(Referring expression data)
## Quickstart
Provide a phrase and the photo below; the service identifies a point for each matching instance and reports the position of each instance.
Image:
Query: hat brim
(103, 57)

WHAT THE TASK REQUIRES
Copy out the records above exactly.

EXERCISE RESULT
## Quickstart
Provide a phrase and the photo below; the service identifies a point for each matching instance and reports the position of each instance.
Image:
Query: hat brim
(103, 57)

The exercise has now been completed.